| SOURCE EXCERPT |
#####

# Anyone try the Tojiro sharpener?



## chef7734 (Apr 13, 2011)

I use waterstones but one of my guys and friend thinks they are too messy. I offered him both my 8k and 16k shapton glass stones for 100.00 which is a beck of a deal for two stones. He is thinking of buying the tojiro pull through sharpened. I personally don't know much about it, but have used that type of sharpener in the past and was no good for my knives. What say you guys? Have you used it and how well did it work? He is using Tojiro do knives.


----------



## rick alan (Nov 15, 2012)

Probably much like the Minosharp, but you can get that as a 3-stage. Here are the KKF replies

http://www.kitchenknifeforums.com/showthread.php/4760-New-Tojiro-DP-Knife-Sharpening-question

Even though the Tojiro is a roll sharpener, show him this video, things get pertinent at 2:30 through:






As Millions had pointed out, "That is exactly the cry a knife makes in those sharpeners."

Main point actually, there is nothing messy about a shapton stone, it's not like they're a mud-binder.


----------



## chef7734 (Apr 13, 2011)

He has agreed not the best option. If you could only have one splash and go stone like the shapton pro what would it be? If two what would they be? He has Tojiro dp.

#####

| INFORMATION SUPPLIED |
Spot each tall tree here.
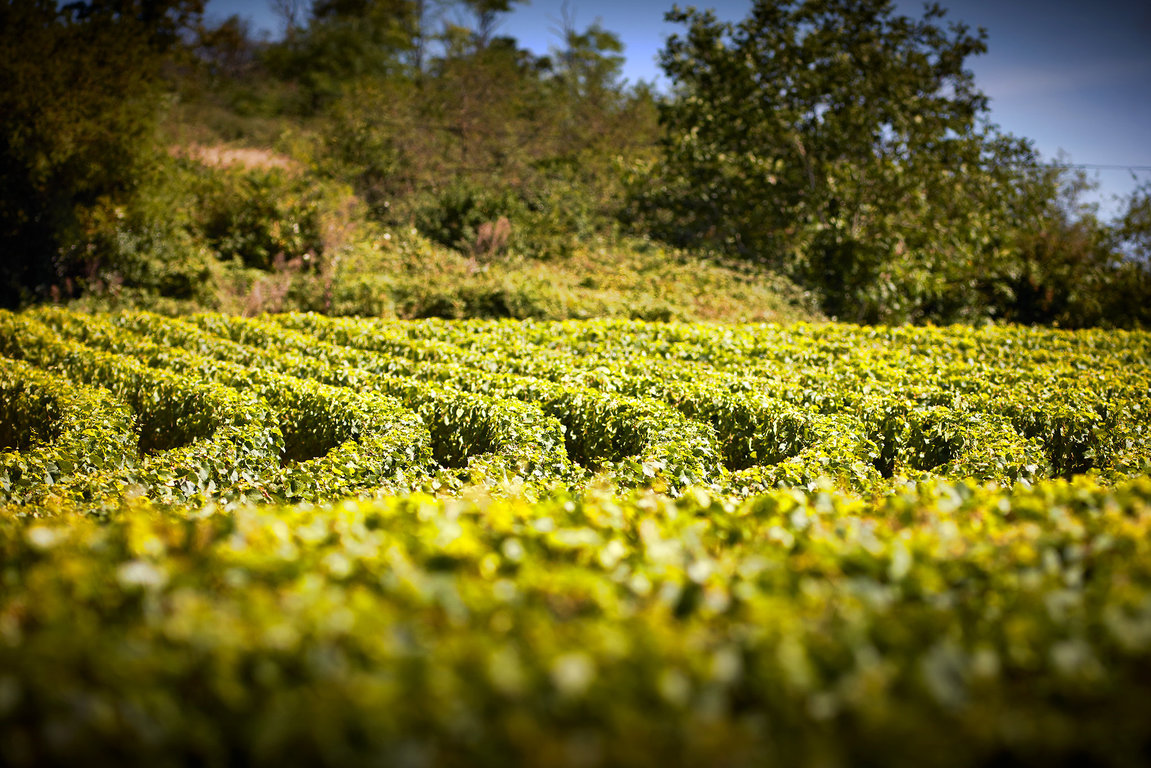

#####

| WORK INSTRUCTIONS |
1. Answer these questions about the forum thread on the Tojiro sharpener:
(a) Which two Shapton glass stones did chef7734 offer his friend, and at what price?
(b) What product does rick alan say the Tojiro is probably much like?
(c) At what point in the video does rick alan say things get pertinent?
2. Can you restate word for word the part of the forum thread on the Tojiro sharpener between "Probably much like" and "they're a mud-binder.", inclusive?
The lines are separate material that stands apart from the forum thread.

| TASK-BY-TASK RESULTS |
1.
(a) The 8k and 16k Shapton glass stones, for 100.00.
(b) The Minosharp.
(c) At 2:30.

2.
Probably much like the Minosharp, but you can get that as a 3-stage. Here are the KKF replies

http://www.kitchenknifeforums.com/showthread.php/4760-New-Tojiro-DP-Knife-Sharpening-question

Even though the Tojiro is a roll sharpener, show him this video, things get pertinent at 2:30 through:






As Millions had pointed out, "That is exactly the cry a knife makes in those sharpeners."

Main point actually, there is nothing messy about a shapton stone, it's not like they're a mud-binder.